Um 1900 umfasste die parkähnliche Anlage aus Wäldern, Büschen, Gärten, Teichen, Eichenalleen, Backsteinhäusern und Pferdekoppeln rund 6000 Hektaren. Insgesamt 16 Gutshöfe gehörten zum Hauptgestüt. Mehr als 1000 Angestellte, darunter Tierärzte, Hufschmiede, Stallknechte, kümmerten sich um Pflege und Gesundheit der Tiere.

Die Zuchtstuten wurden je nach Fellfarbe in fünf Herden aufgeteilt, von denen jede einen eigenen Typ verkörperte: zum einen Rappen, zum anderen Füchse. Und schliesslich gab es die schweren, kräftigen Braunen, die einst die Prachtkutschen preussischer Könige ziehen mussten. Darüber hinaus gab es zwei Herden mit gemischten Farben, in denen auch Schimmel mitliefen. Die edlen Zuchthengste standen in von Bäumen umgebenen Paddocks mit genügend Auslauf. Als Trakehner galten nur diejenigen Tiere, die direkt auf dem Hauptgestüt geboren wurden.

Aufgabenstellung:
Führen Sie sämtliche Bestandteile auf, aus denen die parkähnliche Anlage laut dem Textauszug um 1900 bestand. Die Einträge stammen aus einer anderen Quelle.

(Einträge aus einem Satz von Punktannotationen)
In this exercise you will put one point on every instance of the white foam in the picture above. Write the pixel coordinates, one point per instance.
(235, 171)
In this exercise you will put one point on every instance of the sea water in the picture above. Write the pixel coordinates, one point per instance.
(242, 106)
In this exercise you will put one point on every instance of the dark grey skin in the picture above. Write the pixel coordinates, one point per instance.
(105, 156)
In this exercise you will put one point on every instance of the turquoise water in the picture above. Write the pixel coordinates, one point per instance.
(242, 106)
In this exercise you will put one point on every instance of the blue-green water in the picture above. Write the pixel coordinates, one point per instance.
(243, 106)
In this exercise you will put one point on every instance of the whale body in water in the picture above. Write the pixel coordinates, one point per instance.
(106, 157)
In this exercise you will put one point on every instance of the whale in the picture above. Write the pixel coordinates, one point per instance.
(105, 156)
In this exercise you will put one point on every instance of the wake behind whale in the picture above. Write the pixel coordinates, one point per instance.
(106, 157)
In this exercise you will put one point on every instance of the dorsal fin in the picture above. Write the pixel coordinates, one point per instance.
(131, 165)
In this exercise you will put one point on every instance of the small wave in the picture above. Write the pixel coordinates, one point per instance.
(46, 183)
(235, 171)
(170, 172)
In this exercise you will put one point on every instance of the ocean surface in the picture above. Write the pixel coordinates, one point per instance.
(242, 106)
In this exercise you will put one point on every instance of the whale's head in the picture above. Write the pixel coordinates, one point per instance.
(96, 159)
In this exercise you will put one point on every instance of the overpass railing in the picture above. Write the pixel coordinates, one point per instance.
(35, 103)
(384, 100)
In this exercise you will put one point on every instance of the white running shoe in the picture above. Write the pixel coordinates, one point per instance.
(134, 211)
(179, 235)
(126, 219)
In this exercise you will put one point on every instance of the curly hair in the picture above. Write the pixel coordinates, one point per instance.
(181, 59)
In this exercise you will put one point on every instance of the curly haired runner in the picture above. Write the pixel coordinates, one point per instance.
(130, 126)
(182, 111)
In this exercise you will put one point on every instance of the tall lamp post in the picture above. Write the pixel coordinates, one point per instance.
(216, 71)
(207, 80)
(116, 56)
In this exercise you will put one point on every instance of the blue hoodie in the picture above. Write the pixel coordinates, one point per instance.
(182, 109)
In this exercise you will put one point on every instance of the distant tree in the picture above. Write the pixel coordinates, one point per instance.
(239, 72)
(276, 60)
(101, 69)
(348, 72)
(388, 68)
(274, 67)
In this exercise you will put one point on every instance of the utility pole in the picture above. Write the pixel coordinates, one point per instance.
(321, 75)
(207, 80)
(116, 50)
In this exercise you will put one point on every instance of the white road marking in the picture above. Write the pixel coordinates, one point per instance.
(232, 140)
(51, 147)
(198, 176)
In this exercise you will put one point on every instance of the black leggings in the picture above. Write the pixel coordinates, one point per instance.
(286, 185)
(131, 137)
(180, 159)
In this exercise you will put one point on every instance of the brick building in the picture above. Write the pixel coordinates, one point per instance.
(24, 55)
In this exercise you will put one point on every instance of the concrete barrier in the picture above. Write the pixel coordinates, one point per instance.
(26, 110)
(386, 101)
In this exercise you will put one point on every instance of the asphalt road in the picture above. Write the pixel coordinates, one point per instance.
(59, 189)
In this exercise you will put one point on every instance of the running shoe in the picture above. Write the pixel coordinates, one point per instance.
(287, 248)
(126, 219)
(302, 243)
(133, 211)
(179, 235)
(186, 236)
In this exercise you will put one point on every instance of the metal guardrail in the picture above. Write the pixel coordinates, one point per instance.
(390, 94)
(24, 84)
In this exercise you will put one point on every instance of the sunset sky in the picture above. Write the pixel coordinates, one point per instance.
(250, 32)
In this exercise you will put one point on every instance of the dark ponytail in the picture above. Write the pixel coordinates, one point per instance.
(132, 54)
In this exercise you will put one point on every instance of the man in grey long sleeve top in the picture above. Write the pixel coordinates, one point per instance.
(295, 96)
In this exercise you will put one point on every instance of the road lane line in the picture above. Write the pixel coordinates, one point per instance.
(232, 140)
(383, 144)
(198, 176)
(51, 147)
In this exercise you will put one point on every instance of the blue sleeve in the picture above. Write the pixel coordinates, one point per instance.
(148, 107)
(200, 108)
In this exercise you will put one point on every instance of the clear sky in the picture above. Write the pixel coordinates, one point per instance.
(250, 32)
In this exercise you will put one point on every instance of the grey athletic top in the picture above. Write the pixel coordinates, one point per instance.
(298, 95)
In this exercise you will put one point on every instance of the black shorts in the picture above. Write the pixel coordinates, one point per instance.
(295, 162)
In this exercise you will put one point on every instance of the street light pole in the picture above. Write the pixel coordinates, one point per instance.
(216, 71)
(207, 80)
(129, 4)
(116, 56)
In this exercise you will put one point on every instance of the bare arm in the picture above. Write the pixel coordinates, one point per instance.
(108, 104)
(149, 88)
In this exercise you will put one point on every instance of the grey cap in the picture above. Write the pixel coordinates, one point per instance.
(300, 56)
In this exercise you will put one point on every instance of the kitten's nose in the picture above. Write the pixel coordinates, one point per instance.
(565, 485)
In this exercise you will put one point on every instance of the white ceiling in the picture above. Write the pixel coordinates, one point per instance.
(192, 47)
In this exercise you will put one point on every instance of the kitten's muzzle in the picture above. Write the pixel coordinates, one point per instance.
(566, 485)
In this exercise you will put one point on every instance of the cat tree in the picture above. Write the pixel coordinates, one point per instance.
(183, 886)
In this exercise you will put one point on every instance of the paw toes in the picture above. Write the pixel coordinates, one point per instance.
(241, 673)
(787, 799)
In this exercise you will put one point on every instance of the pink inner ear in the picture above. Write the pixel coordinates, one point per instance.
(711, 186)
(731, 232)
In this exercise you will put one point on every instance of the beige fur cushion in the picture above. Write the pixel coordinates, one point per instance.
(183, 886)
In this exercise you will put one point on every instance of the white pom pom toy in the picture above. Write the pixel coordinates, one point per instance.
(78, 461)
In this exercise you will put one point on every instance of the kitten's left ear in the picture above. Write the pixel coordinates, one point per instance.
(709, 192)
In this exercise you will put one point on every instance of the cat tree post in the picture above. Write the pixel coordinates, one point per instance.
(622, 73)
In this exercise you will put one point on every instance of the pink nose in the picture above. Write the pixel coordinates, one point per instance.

Lösung:
Wälder, Büsche, Gärten, Teiche, Eichenalleen, Backsteinhäuser, Pferdekoppeln